Task. Each entry should be duplicated exactly, with no line missing.

Entries supplied.
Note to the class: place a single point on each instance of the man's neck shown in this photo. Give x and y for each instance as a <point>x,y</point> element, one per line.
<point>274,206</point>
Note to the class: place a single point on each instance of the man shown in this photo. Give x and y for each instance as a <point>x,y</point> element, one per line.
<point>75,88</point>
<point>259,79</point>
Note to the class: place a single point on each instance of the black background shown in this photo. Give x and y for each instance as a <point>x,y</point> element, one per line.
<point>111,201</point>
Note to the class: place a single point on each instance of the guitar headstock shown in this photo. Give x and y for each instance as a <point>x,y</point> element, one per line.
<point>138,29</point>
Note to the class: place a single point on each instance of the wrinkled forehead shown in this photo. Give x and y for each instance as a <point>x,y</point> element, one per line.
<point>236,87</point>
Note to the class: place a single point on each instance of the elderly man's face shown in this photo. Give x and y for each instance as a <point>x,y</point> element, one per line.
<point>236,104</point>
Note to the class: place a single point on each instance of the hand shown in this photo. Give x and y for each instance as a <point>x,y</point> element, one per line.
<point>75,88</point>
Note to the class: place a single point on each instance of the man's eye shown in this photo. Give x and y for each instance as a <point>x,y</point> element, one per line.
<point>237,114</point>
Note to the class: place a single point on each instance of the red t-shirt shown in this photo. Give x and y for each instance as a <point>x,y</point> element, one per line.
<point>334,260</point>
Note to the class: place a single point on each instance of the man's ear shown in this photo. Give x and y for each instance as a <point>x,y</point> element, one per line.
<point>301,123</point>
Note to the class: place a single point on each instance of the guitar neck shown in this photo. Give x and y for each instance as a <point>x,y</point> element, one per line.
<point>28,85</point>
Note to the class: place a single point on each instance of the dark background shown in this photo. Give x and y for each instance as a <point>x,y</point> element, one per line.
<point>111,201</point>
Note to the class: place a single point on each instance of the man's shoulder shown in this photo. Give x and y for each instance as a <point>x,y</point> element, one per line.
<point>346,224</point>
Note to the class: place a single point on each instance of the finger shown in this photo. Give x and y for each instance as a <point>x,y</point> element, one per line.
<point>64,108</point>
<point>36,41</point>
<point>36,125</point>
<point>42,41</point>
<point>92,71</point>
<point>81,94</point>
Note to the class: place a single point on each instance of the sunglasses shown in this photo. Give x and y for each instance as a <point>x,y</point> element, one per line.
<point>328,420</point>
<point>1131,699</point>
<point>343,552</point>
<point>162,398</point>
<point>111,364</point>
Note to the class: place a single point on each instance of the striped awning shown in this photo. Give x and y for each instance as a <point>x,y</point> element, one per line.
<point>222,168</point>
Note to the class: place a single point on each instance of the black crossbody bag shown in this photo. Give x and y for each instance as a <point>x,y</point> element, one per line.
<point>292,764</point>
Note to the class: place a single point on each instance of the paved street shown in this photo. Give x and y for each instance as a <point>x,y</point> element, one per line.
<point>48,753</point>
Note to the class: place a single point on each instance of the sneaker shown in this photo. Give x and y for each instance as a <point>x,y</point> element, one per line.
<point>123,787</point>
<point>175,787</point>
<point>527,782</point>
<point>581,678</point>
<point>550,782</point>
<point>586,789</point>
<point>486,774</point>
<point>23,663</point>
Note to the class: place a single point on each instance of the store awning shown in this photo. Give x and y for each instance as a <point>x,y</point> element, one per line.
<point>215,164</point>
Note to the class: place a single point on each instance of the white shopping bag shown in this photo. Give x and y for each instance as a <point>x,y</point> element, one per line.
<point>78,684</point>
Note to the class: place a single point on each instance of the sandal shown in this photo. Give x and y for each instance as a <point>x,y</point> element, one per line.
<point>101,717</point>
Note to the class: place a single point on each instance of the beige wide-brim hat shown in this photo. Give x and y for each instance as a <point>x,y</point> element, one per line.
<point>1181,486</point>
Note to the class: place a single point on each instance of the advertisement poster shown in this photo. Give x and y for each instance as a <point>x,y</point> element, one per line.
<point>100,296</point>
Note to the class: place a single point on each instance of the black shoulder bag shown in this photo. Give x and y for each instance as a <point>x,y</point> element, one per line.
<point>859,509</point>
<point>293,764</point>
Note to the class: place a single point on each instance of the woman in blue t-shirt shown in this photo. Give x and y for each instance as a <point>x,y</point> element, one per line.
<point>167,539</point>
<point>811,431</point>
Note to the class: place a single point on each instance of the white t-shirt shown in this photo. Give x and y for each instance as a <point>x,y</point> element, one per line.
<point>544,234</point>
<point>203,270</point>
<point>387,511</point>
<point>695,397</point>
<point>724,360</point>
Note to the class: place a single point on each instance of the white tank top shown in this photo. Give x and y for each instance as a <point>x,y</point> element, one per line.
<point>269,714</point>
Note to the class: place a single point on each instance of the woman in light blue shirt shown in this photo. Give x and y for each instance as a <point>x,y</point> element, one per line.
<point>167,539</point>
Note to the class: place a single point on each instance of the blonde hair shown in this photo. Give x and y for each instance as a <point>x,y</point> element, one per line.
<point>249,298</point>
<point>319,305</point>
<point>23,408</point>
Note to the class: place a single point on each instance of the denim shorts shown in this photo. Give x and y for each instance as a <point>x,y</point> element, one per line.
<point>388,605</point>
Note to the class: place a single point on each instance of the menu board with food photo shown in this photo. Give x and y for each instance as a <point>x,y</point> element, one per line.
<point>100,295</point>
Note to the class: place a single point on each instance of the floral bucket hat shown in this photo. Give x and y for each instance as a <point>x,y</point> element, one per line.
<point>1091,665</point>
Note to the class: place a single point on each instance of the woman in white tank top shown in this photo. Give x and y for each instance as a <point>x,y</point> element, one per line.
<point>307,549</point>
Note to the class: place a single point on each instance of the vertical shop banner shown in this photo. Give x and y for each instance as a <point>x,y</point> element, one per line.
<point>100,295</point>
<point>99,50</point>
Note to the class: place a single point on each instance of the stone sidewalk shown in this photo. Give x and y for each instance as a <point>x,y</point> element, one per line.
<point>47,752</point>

Answer to this task.
Note to the class: place a single point on each instance of the man's neck shown in this photo. Give x and y for each instance as a <point>x,y</point> element, one per line.
<point>274,206</point>
Note to the class: place a single point on each instance of the man shown in this photo. Give x and y for each instance as a <point>x,y</point> element, one per line.
<point>75,88</point>
<point>259,79</point>
Note to the class: place a single point on each instance of the black background shown in this photo. Give x and y for each instance as a <point>x,y</point> element, one per line.
<point>111,201</point>
Note to the class: place a single point on each instance of the guitar headstock shown in this photo. Give x and y for each instance as a <point>x,y</point> element, one per line.
<point>138,29</point>
Note to the class: place a single point on each instance of the wrinkled forehead shown in this photo. Give x and y for each instance as a <point>x,y</point> element, one per line.
<point>236,87</point>
Note to the class: place a single point on each instance of the elderly man's face shown in this photo. Give x and y for each instance as a <point>x,y</point> element, one per line.
<point>236,104</point>
Note to the class: place a single point on each instance of the hand shown in this photo. Give x and y for each instance as a <point>x,y</point> element, one per line.
<point>75,88</point>
Note to the class: place a single point on each instance of the man's eye shown in this photo. Give x and y for each instance as a <point>x,y</point> element, one per line.
<point>237,114</point>
Note to the class: place a single point on each instance of the red t-shirt shown in this photo. Give x and y for each instance as a <point>x,y</point> element, one per line.
<point>334,260</point>
Note to the class: place a single point on each instance of the man's ear shown in this photo. Give x and y for each instance as a <point>x,y</point> element, one per line.
<point>301,123</point>
Note to the class: place a single point on each instance of the guitar neck shown in this photo. Give x and y for each instance as a <point>x,y</point> element, one per line.
<point>28,85</point>
Note to the class: place a single point on each instance of the dark background shown in this photo. Give x and y for each instance as a <point>x,y</point> element, one per line.
<point>111,201</point>
Note to the class: place a single point on each instance of the man's shoulder shown in this photo. Give x and y for each instance as a <point>x,y</point> element, one per line.
<point>346,224</point>
Note to the class: place a single point on each instance of the finger shown in this photo. Give x and y for each instance as a <point>x,y</point> element, one per line.
<point>64,108</point>
<point>36,41</point>
<point>36,125</point>
<point>42,41</point>
<point>92,71</point>
<point>81,94</point>
Note to the class: place a single point on each instance of the sunglasses shown in this photo. Give x and y for each instance as a <point>x,y</point> element, one per line.
<point>328,420</point>
<point>1131,699</point>
<point>343,552</point>
<point>162,398</point>
<point>111,364</point>
Note to the class: place a single point on each instance of the striped awning shown in this photo. Give x and y for each instance as a <point>x,y</point> element, one per line.
<point>222,168</point>
Note to the class: place a single point on each instance of the black crossbody bag shown in this photo. Give x and y for each instance as a <point>x,y</point> element, one per line.
<point>292,764</point>
Note to the class: place a single point on each instance of the paved street shown in this photo. Give x and y for each instance as a <point>x,y</point> element, one per line.
<point>48,753</point>
Note to the class: place a single point on each instance of the sneaker shown in this photo. Give x and y for each instance as a <point>x,y</point> element, one per line.
<point>123,787</point>
<point>175,787</point>
<point>527,782</point>
<point>581,678</point>
<point>550,782</point>
<point>586,789</point>
<point>486,774</point>
<point>23,663</point>
Note to the class: place a single point on each instance of the store awning shown in this photo. Give x and y for each instance as a <point>x,y</point> element, one per line.
<point>215,164</point>
Note to the class: place a single point on each instance of the white shopping bag shown in this photo. Give x and y for each instance as a <point>x,y</point> element, one per line.
<point>78,684</point>
Note to the class: place a single point on each instance of the sandal shown in this photo. Give x and y for each instance as a <point>x,y</point> element, one per line.
<point>101,717</point>
Note to the class: place a single point on each instance of the beige wide-brim hat shown in this photo. Give x and y for each instance as a <point>x,y</point> element, one per line.
<point>1181,486</point>
Note to the class: place a single point on each instance of the advertisement poster shown in this photo. Give x and y for each instance as a <point>x,y</point> element, one per line.
<point>100,296</point>
Note to the class: place a single point on each instance of the black shoulder bag shown in this photo. Give x and y for each instance as a <point>x,y</point> element, one per line.
<point>859,509</point>
<point>293,764</point>
Note to the class: place a single point on each instance of the woman in blue t-shirt shown in this photo. Give x and y for each instance as a <point>x,y</point> element, one per line.
<point>167,539</point>
<point>811,431</point>
Note to the class: place a single point on each instance of the white t-shirt shown in this photo. Give x and y for each instance as a <point>x,y</point> element, one per line.
<point>544,234</point>
<point>203,270</point>
<point>387,511</point>
<point>695,397</point>
<point>724,360</point>
Note to the class: place a single point on each instance of the white tank top shown in this photo. Give x and y for each instance as a <point>x,y</point> element, one per line.
<point>269,714</point>
Note to the class: place a single point on each instance of the woman in light blue shirt shown in this photo. Give x and y for each instance as a <point>x,y</point> element, one per line.
<point>167,539</point>
Note to the class: place a single point on each instance of the blonde hair shown in this photo. Give x and y for each instance as a <point>x,y</point> element, one per line.
<point>249,298</point>
<point>319,305</point>
<point>23,408</point>
Note to the class: place a single point on each instance of the denim shorts shown in this photo. Give x and y for each instance as a <point>x,y</point> element, one per line.
<point>388,605</point>
Note to the class: place a single point on each instance of the menu board with food photo shown in this photo. Give x and y for each instance as a <point>x,y</point> element, one per line.
<point>100,295</point>
Note to the class: place a single point on each instance of the floral bucket hat shown in this photo. Give x and y for each instance as a <point>x,y</point> element, one per line.
<point>1091,665</point>
Note to the class: place a single point on each instance of the woman in white tank top shown in this photo. Give x and y for each instance as a <point>x,y</point> element, one per line.
<point>307,549</point>
Note to the class: place a single point on each instance of the vertical shop banner shown in this photo. Give x and y for each instance as a <point>x,y</point> element, one per line.
<point>100,295</point>
<point>99,50</point>
Note to the class: place a single point on each instance of the stone sidewalk shown in this photo. Give x and y for each instance as a <point>x,y</point> element, one per line.
<point>47,752</point>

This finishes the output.